Jumat, 16 September 2011

Kehidupan SOSIAL-BUDAYA indonesia MASA KOLONIAL

Semakin luasnya kekuasaan Kolonial di
Indonesia maka untuk mempertahankan dan
menjalankan struktur dan tugasnya, pemerintah
Kolonial memanfaatkan potensi manusia Indonesia.
Kebutuhan akan tenaga kerja manusia yang
profesional, setidaknya tenaga kerja yang bisa
membaca dan menulis semakin dibutuhkan.
Keadaan tersebut semakin diperkuat keberadaannya
setelah adanya tuntutan perbaikan nasib
bangsa, terutama dalam bidang pendidikan dan
wawasan bangsa Indonesia dari golongan humanis, akhirnya mendorong
pemerintah Kolonial untuk mengadakan pendidikan bagi kaum pribumi.

[DATA SUMBER]
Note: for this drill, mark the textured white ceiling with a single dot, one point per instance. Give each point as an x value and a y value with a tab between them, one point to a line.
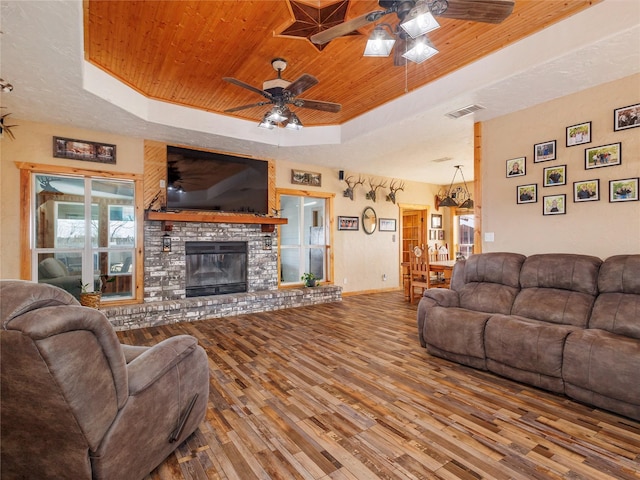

[TANTANGAN]
• 1. Jawablah pertanyaan berikut berdasarkan kutipan tentang kehidupan sosial-budaya Indonesia masa kolonial.
(a) Potensi siapa yang dimanfaatkan pemerintah Kolonial untuk menjalankan struktur dan tugasnya?
(b) Tenaga kerja seperti apa yang setidaknya semakin dibutuhkan?
(c) Bagi siapa pemerintah Kolonial akhirnya mengadakan pendidikan?
• 2. Tolong teruskan kutipan tentang kehidupan sosial-budaya Indonesia masa kolonial, dimulai setelah kalimat terakhirnya.
Data ini diambil dari sumber yang berbeda.

[JAWABAN]
• 1.
(a) Potensi manusia Indonesia.
(b) Tenaga kerja yang bisa membaca dan menulis.
(c) Bagi kaum pribumi.

• 2.
Pelaksanaan politik pendidikan oleh pemerintah Kolonial pada awalnya
bertujuan untuk menyiapkan individu yang bisa membaca dan menulis, sehingga
nantinya bisa dipekerjakan pada perkebunan-perkebunan atau perusahaanperusahaan
industri. Tenaga kerja yang bisa membaca dan menulis ini biasanya
ditempatkan sebagai mandor yang mengawasi para pekerja atau buruh lainnya.
Penerimaan pegawai tentu diambil atas dasar keloyalan pada pemerintah,
sehingga dapat memperkuat struktur pemerintahan kolonial di Indonesia.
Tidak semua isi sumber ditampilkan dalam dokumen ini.